▶ _Data listing_:
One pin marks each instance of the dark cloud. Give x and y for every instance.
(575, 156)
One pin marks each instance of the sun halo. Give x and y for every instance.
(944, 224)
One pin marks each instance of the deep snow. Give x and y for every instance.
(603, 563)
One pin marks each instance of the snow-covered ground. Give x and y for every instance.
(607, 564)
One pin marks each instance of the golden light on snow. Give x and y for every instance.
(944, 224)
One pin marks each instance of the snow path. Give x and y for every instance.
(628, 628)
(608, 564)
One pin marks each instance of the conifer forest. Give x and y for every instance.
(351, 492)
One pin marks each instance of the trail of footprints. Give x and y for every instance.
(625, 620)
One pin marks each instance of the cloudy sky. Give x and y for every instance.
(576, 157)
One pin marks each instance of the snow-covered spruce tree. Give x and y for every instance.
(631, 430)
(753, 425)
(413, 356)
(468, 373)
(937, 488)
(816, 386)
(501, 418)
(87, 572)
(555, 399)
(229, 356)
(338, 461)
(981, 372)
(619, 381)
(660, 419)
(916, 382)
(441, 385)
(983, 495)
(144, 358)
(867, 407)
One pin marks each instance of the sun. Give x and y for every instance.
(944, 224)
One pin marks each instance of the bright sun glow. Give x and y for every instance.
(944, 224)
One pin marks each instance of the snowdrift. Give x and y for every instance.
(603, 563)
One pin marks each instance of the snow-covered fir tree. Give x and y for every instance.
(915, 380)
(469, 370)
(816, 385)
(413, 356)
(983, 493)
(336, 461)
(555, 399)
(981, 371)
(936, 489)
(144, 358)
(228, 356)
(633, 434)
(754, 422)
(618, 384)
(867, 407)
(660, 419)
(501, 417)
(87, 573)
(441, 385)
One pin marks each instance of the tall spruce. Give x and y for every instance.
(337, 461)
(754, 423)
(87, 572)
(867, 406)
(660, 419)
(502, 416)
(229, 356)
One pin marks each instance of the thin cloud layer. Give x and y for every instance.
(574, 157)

==

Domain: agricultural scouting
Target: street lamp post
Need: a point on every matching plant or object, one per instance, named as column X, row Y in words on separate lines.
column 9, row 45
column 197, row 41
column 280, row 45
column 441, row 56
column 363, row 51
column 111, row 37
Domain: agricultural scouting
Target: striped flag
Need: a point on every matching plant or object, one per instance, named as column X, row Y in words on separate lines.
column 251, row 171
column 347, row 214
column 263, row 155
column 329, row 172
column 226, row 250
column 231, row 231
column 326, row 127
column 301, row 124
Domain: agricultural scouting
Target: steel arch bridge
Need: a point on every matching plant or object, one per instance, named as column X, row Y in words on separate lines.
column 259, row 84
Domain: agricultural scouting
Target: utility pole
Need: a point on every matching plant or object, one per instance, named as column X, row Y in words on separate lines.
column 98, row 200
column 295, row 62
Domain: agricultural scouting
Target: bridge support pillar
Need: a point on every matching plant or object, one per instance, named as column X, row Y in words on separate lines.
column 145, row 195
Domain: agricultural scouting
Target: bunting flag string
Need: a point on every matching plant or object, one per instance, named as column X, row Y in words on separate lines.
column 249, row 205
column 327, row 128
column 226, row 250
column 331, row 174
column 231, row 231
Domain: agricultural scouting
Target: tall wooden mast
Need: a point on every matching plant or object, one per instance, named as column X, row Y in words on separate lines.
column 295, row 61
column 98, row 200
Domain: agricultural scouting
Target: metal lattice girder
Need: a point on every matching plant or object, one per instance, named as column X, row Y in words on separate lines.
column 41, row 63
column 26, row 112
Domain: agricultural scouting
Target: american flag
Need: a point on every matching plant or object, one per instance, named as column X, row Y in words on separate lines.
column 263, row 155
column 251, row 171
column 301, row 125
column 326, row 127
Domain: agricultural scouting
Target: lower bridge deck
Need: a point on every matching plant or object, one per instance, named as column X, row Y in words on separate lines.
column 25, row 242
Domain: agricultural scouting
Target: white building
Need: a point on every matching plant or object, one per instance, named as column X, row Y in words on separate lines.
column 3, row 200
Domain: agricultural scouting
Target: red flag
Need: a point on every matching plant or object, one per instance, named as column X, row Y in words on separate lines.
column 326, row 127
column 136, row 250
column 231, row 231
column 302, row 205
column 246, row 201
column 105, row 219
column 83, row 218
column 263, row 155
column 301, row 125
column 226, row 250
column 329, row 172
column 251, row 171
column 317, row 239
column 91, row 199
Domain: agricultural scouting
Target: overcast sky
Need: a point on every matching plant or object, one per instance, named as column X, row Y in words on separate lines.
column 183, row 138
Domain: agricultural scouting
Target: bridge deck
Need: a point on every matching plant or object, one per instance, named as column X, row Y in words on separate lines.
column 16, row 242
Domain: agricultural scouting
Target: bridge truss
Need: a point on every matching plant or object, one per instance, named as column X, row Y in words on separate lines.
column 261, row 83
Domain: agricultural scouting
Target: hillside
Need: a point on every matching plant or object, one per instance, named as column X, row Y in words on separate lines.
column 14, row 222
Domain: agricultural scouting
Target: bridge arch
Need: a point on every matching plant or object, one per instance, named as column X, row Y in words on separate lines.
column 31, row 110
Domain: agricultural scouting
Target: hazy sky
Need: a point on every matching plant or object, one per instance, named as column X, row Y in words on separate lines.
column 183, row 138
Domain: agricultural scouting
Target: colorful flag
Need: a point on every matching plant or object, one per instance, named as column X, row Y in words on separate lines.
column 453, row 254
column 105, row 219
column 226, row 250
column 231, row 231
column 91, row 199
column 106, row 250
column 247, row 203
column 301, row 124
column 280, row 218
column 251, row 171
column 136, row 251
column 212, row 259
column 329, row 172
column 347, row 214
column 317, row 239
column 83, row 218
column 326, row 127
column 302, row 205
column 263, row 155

▶ _Your assignment_: Across the data shown above, how many lines carry the string "deck"? Reply with the figure by itself.

▶ _Exercise result_: 2